■ **DATA TO USE**
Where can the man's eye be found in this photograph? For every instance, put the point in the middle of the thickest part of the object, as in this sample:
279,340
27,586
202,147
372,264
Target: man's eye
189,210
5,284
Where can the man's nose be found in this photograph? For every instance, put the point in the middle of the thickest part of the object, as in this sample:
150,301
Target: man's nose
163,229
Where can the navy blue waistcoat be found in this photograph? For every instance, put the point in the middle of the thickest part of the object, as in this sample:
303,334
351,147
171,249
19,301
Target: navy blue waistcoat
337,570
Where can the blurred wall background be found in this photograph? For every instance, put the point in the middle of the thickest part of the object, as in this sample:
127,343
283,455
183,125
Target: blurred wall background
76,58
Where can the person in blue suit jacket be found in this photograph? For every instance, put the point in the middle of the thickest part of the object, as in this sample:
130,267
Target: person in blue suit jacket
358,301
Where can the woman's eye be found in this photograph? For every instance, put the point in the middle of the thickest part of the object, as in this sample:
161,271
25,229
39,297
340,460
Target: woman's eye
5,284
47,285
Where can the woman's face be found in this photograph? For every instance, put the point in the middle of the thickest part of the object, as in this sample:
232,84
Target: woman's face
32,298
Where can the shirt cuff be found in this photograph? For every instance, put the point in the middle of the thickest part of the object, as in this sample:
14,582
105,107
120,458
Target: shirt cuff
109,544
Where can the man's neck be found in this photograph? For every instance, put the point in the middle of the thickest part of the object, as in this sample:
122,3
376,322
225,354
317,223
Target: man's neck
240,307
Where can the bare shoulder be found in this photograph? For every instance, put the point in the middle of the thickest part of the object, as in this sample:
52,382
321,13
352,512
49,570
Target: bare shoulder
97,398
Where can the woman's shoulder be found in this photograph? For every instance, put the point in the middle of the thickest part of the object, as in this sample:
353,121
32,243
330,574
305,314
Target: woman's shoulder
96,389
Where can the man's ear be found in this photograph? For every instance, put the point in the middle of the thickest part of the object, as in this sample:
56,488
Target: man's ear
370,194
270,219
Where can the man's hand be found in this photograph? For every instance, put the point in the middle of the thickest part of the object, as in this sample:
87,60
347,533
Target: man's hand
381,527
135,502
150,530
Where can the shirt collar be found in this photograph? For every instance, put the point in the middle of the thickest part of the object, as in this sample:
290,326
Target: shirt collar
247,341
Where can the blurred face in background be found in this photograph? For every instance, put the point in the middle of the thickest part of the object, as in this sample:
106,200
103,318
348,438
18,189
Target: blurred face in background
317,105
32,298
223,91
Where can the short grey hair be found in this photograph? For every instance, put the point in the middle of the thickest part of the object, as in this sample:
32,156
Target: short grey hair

■ **EXERCISE GOAL**
Copy all the entries above again, substituting "widest" for each "thickest" and keeping everything else the same.

■ **COMPLETE RESPONSE**
Where can the man's eye be found in this photograph? For every instance, put the point in the middle of the widest part of the object, as in this sample:
279,340
27,586
202,147
372,264
Target: man's eye
189,210
5,284
Where can the man's nose be found in this photograph? For every instance, put the point in the middle of the widest part of the object, as in this sample:
150,301
Target: man's nose
163,229
Where can the navy blue waistcoat be found in this photograph? For every instance, put the point in the middle of the widest part of the object, as in this sample:
303,334
351,147
171,249
19,301
Target: navy blue waistcoat
337,570
Where can the blurred wall background be found in this photograph? For every instance, put the point in the middle of the widest part of the object, as in this sample:
127,343
283,455
183,125
Target: blurred wall background
76,58
Where can the person in blue suit jacket be found in this photograph? For every instance, put the point in the middle of the widest part of the object, as in this sample:
130,267
Target: person in blue suit jacket
358,301
Where can the woman's eye be found in this photograph? For every instance, put the point in the middle of the widest part of the object, as in this sample:
161,271
25,229
39,297
340,460
Target: woman's eye
5,284
47,285
Where can the woman's face be found in this photograph? For every instance, put the point in the middle of the widest part of the object, as in this sample:
232,84
Target: woman's face
32,298
Where can the shirt cuff be found in this photograph? For every instance, put the point in the middle of the widest part of the object, as in this sample:
14,582
105,107
120,458
Target: shirt cuff
109,544
Where can the man's neck be found in this photograph? For every instance, put the point in the middle of the widest part of the object, as in this sample:
122,3
376,322
225,354
317,223
Target: man's neck
240,307
Where can the bare shoulder be found in this photograph? For every instance, put the point in the middle of the widest part of the object, as in this sample:
52,382
321,13
352,512
49,570
Target: bare shoulder
97,398
Where can the woman's shoulder be found in this photograph? For every instance, put the point in the middle of the widest part of the object, as in this sample:
353,121
32,243
330,574
305,314
Target: woman's shoulder
96,389
Where can the man's ear be found in this photograph? For every instance, put the point in the middle of the widest part of the object, as in this sample:
56,488
Target: man's ear
370,194
270,219
Where can the man's hand be found in this photograph? For every instance, put the point in the middle of the widest part of the object, as in this sample:
87,60
347,533
Target: man's hand
381,527
135,502
150,530
Where can the shirt collar be found in this photograph? For every instance, put the point in the middle of the widest part of the object, as in this sample:
290,326
Target: shirt collar
247,341
Where can the blurred face in background be found in this photograph? For every instance, put the point in the middle of the widest part of the object, as in this sample:
106,200
103,318
348,438
18,189
Target: blurred face in background
317,105
32,298
223,91
Where can the short grey hair be found in this photograph? For every instance, put the point in the middle of the widest part of the object, as in this sample:
32,156
Target: short grey hair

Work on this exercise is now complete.